REQUIRED WORK: Reproduce every entry below line for line, keeping each character unchanged.

DATA FOR PROCESSING:
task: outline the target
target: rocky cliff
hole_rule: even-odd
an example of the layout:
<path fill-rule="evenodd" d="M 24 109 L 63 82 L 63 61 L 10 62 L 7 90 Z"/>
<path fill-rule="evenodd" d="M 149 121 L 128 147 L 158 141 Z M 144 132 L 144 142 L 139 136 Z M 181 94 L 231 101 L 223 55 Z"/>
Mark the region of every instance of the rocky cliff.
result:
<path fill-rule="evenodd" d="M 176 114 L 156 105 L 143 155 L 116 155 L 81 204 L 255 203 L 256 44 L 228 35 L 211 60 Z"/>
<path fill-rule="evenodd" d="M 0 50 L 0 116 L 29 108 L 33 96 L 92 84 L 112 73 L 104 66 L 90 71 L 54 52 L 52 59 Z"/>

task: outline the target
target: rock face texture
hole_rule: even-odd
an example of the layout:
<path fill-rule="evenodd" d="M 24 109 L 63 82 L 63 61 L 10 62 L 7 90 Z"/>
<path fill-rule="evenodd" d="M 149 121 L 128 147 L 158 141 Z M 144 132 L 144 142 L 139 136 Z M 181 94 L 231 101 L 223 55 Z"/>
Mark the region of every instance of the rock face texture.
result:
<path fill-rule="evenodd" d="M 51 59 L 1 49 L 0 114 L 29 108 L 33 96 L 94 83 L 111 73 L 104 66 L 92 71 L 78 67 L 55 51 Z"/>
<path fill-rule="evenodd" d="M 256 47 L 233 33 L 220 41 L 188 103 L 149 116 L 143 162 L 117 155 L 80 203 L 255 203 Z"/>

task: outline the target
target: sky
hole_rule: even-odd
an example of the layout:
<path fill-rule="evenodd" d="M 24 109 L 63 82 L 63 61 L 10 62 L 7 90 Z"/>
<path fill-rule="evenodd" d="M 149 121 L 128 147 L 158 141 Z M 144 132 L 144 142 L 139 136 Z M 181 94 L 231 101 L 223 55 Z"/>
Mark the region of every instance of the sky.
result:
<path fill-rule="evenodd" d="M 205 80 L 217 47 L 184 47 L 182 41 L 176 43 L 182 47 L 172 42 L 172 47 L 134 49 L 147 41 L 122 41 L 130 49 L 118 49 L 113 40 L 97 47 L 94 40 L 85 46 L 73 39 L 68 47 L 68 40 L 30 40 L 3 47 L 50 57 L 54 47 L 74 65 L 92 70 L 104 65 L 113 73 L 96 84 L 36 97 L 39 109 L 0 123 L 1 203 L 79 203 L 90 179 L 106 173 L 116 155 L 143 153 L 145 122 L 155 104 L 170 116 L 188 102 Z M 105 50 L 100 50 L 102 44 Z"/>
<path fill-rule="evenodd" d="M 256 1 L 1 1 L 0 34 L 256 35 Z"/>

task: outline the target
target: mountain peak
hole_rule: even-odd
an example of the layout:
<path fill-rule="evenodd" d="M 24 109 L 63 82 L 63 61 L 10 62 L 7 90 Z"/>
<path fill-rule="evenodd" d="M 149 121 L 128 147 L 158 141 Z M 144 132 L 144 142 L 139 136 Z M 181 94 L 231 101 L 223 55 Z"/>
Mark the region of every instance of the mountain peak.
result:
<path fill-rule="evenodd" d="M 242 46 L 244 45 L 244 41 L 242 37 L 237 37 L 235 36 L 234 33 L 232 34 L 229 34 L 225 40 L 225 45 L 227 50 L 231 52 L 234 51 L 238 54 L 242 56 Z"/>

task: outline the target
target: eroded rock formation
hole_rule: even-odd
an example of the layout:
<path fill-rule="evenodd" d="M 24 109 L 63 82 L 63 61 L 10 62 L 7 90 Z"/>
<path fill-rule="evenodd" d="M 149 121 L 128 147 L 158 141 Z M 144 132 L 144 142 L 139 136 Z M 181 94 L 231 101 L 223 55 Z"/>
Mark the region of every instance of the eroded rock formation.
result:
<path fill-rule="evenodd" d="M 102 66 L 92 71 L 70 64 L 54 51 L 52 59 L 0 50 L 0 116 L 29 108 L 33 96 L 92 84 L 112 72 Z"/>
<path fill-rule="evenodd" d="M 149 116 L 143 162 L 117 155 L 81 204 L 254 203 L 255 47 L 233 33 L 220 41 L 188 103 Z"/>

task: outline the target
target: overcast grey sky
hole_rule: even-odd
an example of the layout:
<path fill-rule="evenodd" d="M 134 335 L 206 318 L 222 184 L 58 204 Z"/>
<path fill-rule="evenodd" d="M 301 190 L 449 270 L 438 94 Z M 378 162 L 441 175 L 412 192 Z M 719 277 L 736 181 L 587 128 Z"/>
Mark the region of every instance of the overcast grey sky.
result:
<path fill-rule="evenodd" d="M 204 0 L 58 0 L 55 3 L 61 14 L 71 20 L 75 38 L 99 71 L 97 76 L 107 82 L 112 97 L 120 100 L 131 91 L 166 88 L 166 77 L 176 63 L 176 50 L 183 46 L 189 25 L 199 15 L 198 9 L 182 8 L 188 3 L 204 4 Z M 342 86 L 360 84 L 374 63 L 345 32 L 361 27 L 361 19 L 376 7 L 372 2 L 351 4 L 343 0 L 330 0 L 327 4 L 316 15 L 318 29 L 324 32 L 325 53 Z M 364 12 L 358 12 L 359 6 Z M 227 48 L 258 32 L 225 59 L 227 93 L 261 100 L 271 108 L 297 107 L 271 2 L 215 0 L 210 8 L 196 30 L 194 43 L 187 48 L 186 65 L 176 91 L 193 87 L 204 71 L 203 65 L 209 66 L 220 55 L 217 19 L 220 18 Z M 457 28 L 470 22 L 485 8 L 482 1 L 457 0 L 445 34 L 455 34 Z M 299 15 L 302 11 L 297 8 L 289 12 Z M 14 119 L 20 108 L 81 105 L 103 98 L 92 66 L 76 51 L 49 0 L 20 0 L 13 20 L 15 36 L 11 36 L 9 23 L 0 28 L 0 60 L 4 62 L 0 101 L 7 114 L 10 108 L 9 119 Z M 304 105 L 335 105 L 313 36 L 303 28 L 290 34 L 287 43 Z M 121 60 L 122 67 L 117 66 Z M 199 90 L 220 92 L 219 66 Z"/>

WRITTEN SOLUTION:
task: outline the target
target: rocky cliff
hole_rule: even-odd
an example of the layout:
<path fill-rule="evenodd" d="M 24 109 L 63 82 L 63 61 L 10 62 L 7 90 Z"/>
<path fill-rule="evenodd" d="M 149 121 L 128 147 L 158 141 Z M 144 132 L 144 142 L 139 136 Z M 181 94 L 231 101 L 223 55 Z"/>
Mark the region of every instance of the rocky cliff.
result:
<path fill-rule="evenodd" d="M 176 114 L 156 105 L 143 155 L 116 155 L 81 204 L 255 203 L 256 44 L 228 35 L 211 60 Z"/>
<path fill-rule="evenodd" d="M 0 50 L 0 116 L 29 108 L 33 96 L 92 84 L 112 73 L 104 66 L 90 71 L 54 52 L 52 59 Z"/>

task: outline the target
target: rock face texture
hole_rule: even-odd
an example of the layout:
<path fill-rule="evenodd" d="M 24 109 L 63 82 L 63 61 L 10 62 L 7 90 Z"/>
<path fill-rule="evenodd" d="M 149 121 L 128 147 L 158 141 Z M 144 132 L 144 142 L 139 136 Z M 181 94 L 231 101 L 223 55 Z"/>
Mark the region of every instance of the rock face texture.
result:
<path fill-rule="evenodd" d="M 51 59 L 1 49 L 0 114 L 29 108 L 33 96 L 94 83 L 111 73 L 104 66 L 92 71 L 78 67 L 55 51 Z"/>
<path fill-rule="evenodd" d="M 256 47 L 233 33 L 220 41 L 188 103 L 149 116 L 143 162 L 117 155 L 80 203 L 255 203 Z"/>

task: outline the target
target: sky
hole_rule: even-odd
an example of the layout:
<path fill-rule="evenodd" d="M 24 109 L 63 82 L 63 61 L 10 62 L 7 90 Z"/>
<path fill-rule="evenodd" d="M 149 121 L 128 147 L 158 141 Z M 144 132 L 144 142 L 139 136 Z M 181 94 L 231 101 L 223 55 Z"/>
Mark the region of every instance of the sky.
result:
<path fill-rule="evenodd" d="M 205 80 L 217 47 L 184 47 L 182 41 L 176 43 L 182 47 L 172 42 L 172 47 L 134 49 L 147 41 L 122 41 L 130 49 L 118 49 L 113 40 L 97 47 L 94 40 L 85 46 L 73 39 L 68 47 L 68 40 L 30 40 L 3 47 L 50 57 L 54 47 L 74 65 L 92 70 L 104 65 L 113 73 L 96 84 L 36 97 L 39 109 L 0 123 L 1 203 L 79 203 L 90 179 L 106 173 L 116 155 L 143 153 L 145 122 L 155 104 L 170 116 L 188 102 Z M 105 50 L 100 50 L 102 44 Z"/>
<path fill-rule="evenodd" d="M 256 1 L 1 1 L 0 34 L 256 35 Z"/>

task: outline the target
target: mountain peak
hole_rule: even-odd
an example of the layout:
<path fill-rule="evenodd" d="M 24 109 L 63 82 L 63 61 L 10 62 L 7 90 Z"/>
<path fill-rule="evenodd" d="M 149 121 L 128 147 L 158 141 Z M 144 132 L 144 142 L 139 136 Z M 181 94 L 231 101 L 223 55 Z"/>
Mark the region of every instance of the mountain peak.
result:
<path fill-rule="evenodd" d="M 242 46 L 244 45 L 244 41 L 242 37 L 237 37 L 235 36 L 234 33 L 232 34 L 229 34 L 225 40 L 225 45 L 227 50 L 231 52 L 234 51 L 238 54 L 242 56 Z"/>

task: outline the target
target: eroded rock formation
hole_rule: even-odd
an example of the layout:
<path fill-rule="evenodd" d="M 24 109 L 63 82 L 63 61 L 10 62 L 7 90 Z"/>
<path fill-rule="evenodd" d="M 149 121 L 128 147 L 158 141 Z M 144 132 L 144 142 L 139 136 Z M 181 94 L 231 101 L 223 55 Z"/>
Mark the region of every instance of the eroded rock formation.
result:
<path fill-rule="evenodd" d="M 102 66 L 92 71 L 70 64 L 54 51 L 52 59 L 0 50 L 0 116 L 29 108 L 33 96 L 92 84 L 112 72 Z"/>
<path fill-rule="evenodd" d="M 149 116 L 143 162 L 117 155 L 81 204 L 254 203 L 255 47 L 233 33 L 220 41 L 188 103 Z"/>

task: outline the target
target: overcast grey sky
hole_rule: even-odd
an example of the layout:
<path fill-rule="evenodd" d="M 134 335 L 206 318 L 222 184 L 58 204 Z"/>
<path fill-rule="evenodd" d="M 301 190 L 449 270 L 438 94 Z M 378 162 L 441 175 L 412 192 Z M 719 277 L 736 181 L 587 128 Z"/>
Mark the region of every instance of the overcast grey sky.
result:
<path fill-rule="evenodd" d="M 204 0 L 58 0 L 55 3 L 61 14 L 71 20 L 75 38 L 99 71 L 97 76 L 107 82 L 112 97 L 120 100 L 131 91 L 166 88 L 166 77 L 176 63 L 176 50 L 183 46 L 189 25 L 199 15 L 198 9 L 182 8 L 188 3 L 204 4 Z M 342 86 L 360 84 L 374 63 L 345 32 L 361 27 L 361 19 L 376 7 L 372 2 L 351 4 L 343 0 L 330 0 L 327 4 L 316 15 L 318 29 L 324 32 L 325 53 Z M 364 12 L 358 12 L 359 6 Z M 227 48 L 258 32 L 225 59 L 227 93 L 261 100 L 271 108 L 297 107 L 271 2 L 215 0 L 210 8 L 196 30 L 194 43 L 187 48 L 186 65 L 176 91 L 193 87 L 204 71 L 203 65 L 209 66 L 220 55 L 217 19 L 220 18 Z M 457 28 L 470 22 L 485 8 L 482 1 L 457 0 L 445 34 L 455 34 Z M 299 15 L 302 11 L 297 8 L 289 12 Z M 14 119 L 20 108 L 81 105 L 103 98 L 92 66 L 76 51 L 49 0 L 20 0 L 13 20 L 15 36 L 11 36 L 9 23 L 0 28 L 0 60 L 4 62 L 0 101 L 7 114 L 10 108 L 9 119 Z M 304 105 L 335 105 L 313 36 L 303 28 L 290 34 L 287 43 Z M 121 60 L 122 67 L 117 66 Z M 199 90 L 220 92 L 219 66 Z"/>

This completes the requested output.